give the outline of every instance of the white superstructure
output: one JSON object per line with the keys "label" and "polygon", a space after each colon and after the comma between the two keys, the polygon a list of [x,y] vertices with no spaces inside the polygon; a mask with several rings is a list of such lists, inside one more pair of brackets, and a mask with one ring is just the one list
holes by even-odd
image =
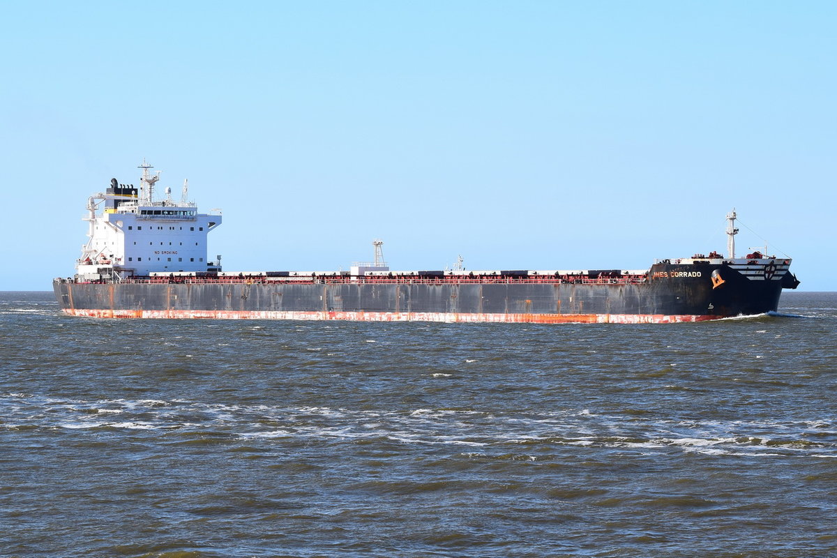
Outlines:
{"label": "white superstructure", "polygon": [[171,188],[165,199],[155,200],[160,173],[151,175],[153,167],[144,161],[139,168],[139,191],[114,178],[105,192],[88,199],[88,241],[76,265],[78,279],[219,270],[207,258],[207,235],[221,224],[221,215],[198,212],[197,204],[187,201],[186,182],[181,200],[172,199]]}

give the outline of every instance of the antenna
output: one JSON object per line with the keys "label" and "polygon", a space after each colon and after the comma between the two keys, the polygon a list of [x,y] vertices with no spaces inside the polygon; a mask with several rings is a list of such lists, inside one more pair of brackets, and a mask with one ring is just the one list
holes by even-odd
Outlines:
{"label": "antenna", "polygon": [[[140,178],[140,192],[142,201],[151,203],[154,199],[154,182],[160,180],[161,171],[157,171],[153,177],[151,176],[148,172],[148,169],[154,167],[146,162],[145,157],[142,158],[142,164],[136,168],[142,169],[142,177]],[[142,187],[143,182],[148,185],[147,192],[146,192],[146,189]]]}
{"label": "antenna", "polygon": [[727,256],[730,259],[735,259],[735,235],[738,234],[738,229],[735,228],[735,207],[732,207],[732,211],[727,213],[727,234],[729,235],[729,238],[727,239],[727,252],[729,253]]}
{"label": "antenna", "polygon": [[372,265],[376,268],[387,265],[387,263],[383,261],[383,249],[381,248],[383,246],[383,241],[378,239],[372,240],[372,245],[375,247],[375,263]]}

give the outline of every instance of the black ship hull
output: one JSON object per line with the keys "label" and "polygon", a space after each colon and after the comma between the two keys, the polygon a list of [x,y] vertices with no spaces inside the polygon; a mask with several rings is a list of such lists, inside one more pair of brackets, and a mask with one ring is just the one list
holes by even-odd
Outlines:
{"label": "black ship hull", "polygon": [[[752,266],[750,266],[752,267]],[[56,279],[69,315],[105,318],[357,320],[444,322],[699,321],[776,311],[787,269],[657,264],[641,279],[307,277]]]}

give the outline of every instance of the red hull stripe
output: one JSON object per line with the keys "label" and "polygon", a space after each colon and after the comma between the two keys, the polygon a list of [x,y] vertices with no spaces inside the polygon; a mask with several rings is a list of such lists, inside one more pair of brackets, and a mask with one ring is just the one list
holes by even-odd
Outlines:
{"label": "red hull stripe", "polygon": [[438,321],[516,324],[670,324],[723,316],[664,314],[454,314],[449,312],[285,312],[275,310],[142,310],[64,309],[90,318],[210,320],[348,320],[354,321]]}

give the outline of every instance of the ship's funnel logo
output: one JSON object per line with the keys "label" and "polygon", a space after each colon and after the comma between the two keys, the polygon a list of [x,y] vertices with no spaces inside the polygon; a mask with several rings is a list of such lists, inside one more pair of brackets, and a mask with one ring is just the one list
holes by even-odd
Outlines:
{"label": "ship's funnel logo", "polygon": [[712,289],[717,289],[727,281],[721,276],[721,272],[716,269],[712,272]]}

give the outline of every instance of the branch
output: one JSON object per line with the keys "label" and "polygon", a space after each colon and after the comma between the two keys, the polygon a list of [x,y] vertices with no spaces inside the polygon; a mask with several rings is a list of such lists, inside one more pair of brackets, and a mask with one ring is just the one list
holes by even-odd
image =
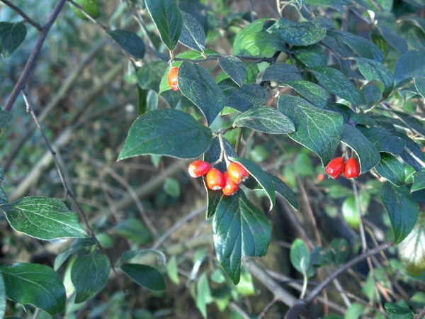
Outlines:
{"label": "branch", "polygon": [[[4,1],[4,0],[1,1]],[[67,0],[58,0],[57,3],[56,4],[56,6],[55,6],[55,8],[53,8],[53,11],[47,18],[47,21],[42,26],[42,31],[38,35],[38,38],[37,39],[35,45],[34,46],[34,48],[31,52],[31,55],[30,55],[30,57],[28,58],[26,65],[25,65],[23,71],[22,72],[22,74],[21,74],[21,77],[19,77],[16,85],[15,85],[13,91],[12,91],[12,94],[11,94],[9,99],[8,100],[8,101],[6,103],[6,106],[4,106],[4,111],[10,112],[10,111],[12,108],[12,106],[13,106],[13,104],[16,101],[16,99],[18,98],[18,96],[19,95],[19,93],[25,87],[26,82],[28,79],[28,77],[30,76],[30,74],[31,73],[33,69],[34,68],[34,66],[35,65],[35,60],[37,60],[37,57],[38,57],[38,54],[41,50],[41,47],[42,46],[44,40],[45,40],[47,33],[49,33],[49,30],[52,27],[52,25],[57,18],[57,15],[62,10],[66,1]]]}

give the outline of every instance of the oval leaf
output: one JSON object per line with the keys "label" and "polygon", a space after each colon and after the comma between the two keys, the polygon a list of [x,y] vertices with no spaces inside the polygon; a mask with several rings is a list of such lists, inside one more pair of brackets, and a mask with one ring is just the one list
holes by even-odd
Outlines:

* WHAT YOU HAVE TO DO
Render every line of the material above as a numbered list, skipping the blank lines and leaving out the pictures.

* CORRECT RESULT
1. give the outline of every instance of the white superstructure
2. output: one JSON object per line with the keys "label" and "polygon", a space after each colon and after the comma between the two keys, the polygon a list of [x,y] vertices with no spaces inside the polygon; a mask with several rings is a list of such lists, inside one more pair of brackets, and a mask with one ring is just the one list
3. holes by even-odd
4. image =
5. Outlines:
6. {"label": "white superstructure", "polygon": [[171,188],[165,199],[155,200],[160,173],[151,175],[153,167],[144,161],[139,168],[139,191],[114,178],[105,192],[88,199],[88,241],[76,265],[78,279],[219,270],[207,258],[207,235],[221,224],[221,215],[198,212],[197,204],[187,201],[186,182],[181,200],[172,199]]}
7. give the outline of every instance of the antenna
8. output: one JSON object per line with the keys "label" and "polygon", a space after each colon and after the comma between the two keys, the polygon a list of [x,y] vertices with no spaces inside the polygon; a mask with several rings is a list of such lists, inside one more pair of brackets, and a mask with one ring is just the one list
9. holes by even-odd
10. Outlines:
11. {"label": "antenna", "polygon": [[[140,178],[140,192],[142,201],[151,203],[154,199],[154,182],[160,180],[161,171],[157,171],[153,177],[151,176],[148,172],[148,169],[154,167],[146,162],[145,157],[142,158],[142,164],[136,168],[142,169],[142,177]],[[142,187],[143,182],[148,185],[147,192],[146,192],[146,189]]]}
12. {"label": "antenna", "polygon": [[727,256],[730,259],[735,259],[735,235],[738,234],[738,229],[735,228],[735,207],[732,207],[732,211],[727,213],[727,234],[729,235],[729,238],[727,239],[727,252],[729,253]]}
13. {"label": "antenna", "polygon": [[372,265],[376,268],[387,265],[387,263],[383,261],[383,249],[381,248],[383,246],[383,241],[378,239],[372,240],[372,245],[375,247],[375,263]]}
14. give the outline of every instance of the black ship hull
15. output: one JSON object per line with the keys "label" and "polygon", a space after each colon and after the comma between the two keys, the polygon a list of [x,y] vertices with no spaces inside the polygon; a mask with several rings is a list of such lists, inside one more pair of brackets, and a mask with one ring is just the one list
16. holes by even-odd
17. Outlines:
18. {"label": "black ship hull", "polygon": [[[752,266],[750,266],[752,267]],[[56,279],[69,315],[105,318],[357,320],[444,322],[699,321],[776,311],[787,269],[657,264],[641,279],[307,277]]]}
19. give the outline of every instance of the red hull stripe
20. output: one JSON object per line with the keys "label" and "polygon", a space after each colon and after the comma between the two keys, the polygon a list of [x,y] vertices with no spaces inside the polygon; a mask with several rings is a list of such lists, inside one more pair of brackets, and a mask with one ring is just the one list
21. holes by even-odd
22. Outlines:
23. {"label": "red hull stripe", "polygon": [[438,321],[516,324],[670,324],[723,316],[664,314],[454,314],[449,312],[285,312],[275,310],[142,310],[64,309],[90,318],[210,320],[348,320],[354,321]]}
24. give the outline of every instance of the ship's funnel logo
25. output: one JSON object per line with the keys "label" and "polygon", a space after each colon and after the comma between the two keys, the polygon a list of [x,y] vertices with no spaces inside the polygon; a mask with several rings is a list of such lists, inside one more pair of brackets, and a mask with one ring is just the one list
26. holes by even-odd
27. Outlines:
28. {"label": "ship's funnel logo", "polygon": [[712,289],[717,289],[727,281],[721,276],[721,272],[716,269],[712,272]]}
29. give the outline of every instance of the branch
30. output: one JSON object per line with the keys "label" and "polygon", a space after each colon and after the comma between the two keys, the polygon a list of [x,y] vertices with no spaces inside the polygon; a mask with several rings is a list of such lists, inside one more pair of brackets, and a mask with one ring is just the one list
31. holes by even-odd
32. image =
33. Outlines:
34. {"label": "branch", "polygon": [[[4,1],[4,0],[1,1]],[[67,0],[58,0],[57,3],[56,4],[56,6],[55,6],[55,8],[53,8],[53,11],[47,18],[47,21],[42,26],[42,31],[38,35],[38,38],[37,39],[35,45],[34,46],[34,48],[31,52],[31,55],[30,55],[30,57],[28,58],[26,65],[25,65],[23,71],[22,72],[22,74],[21,74],[21,77],[19,77],[16,85],[15,85],[13,91],[12,91],[12,94],[11,94],[9,99],[8,100],[8,101],[6,103],[6,106],[4,106],[4,111],[10,112],[10,111],[12,108],[12,106],[13,106],[13,104],[16,101],[16,99],[18,98],[18,96],[19,95],[19,93],[25,87],[26,82],[28,79],[28,77],[30,76],[30,74],[31,73],[33,69],[34,68],[34,66],[35,65],[35,60],[37,60],[37,57],[38,57],[38,54],[41,50],[41,47],[42,46],[44,40],[45,40],[47,33],[49,33],[49,30],[52,27],[52,25],[57,18],[57,15],[62,10],[66,1]]]}
35. give the outline of every instance of the oval leaf
36. output: one JSON object per line with the keys "label" and "polygon", a space after each colon and after the comma between the two keys, the polygon a list of [x,y] vertices with no spaces inside the polygon; a mask with several rings is a list of such lists, inside one more pair of brackets, and a mask with one ring is just the one list
37. holes by even-odd
38. Outlines:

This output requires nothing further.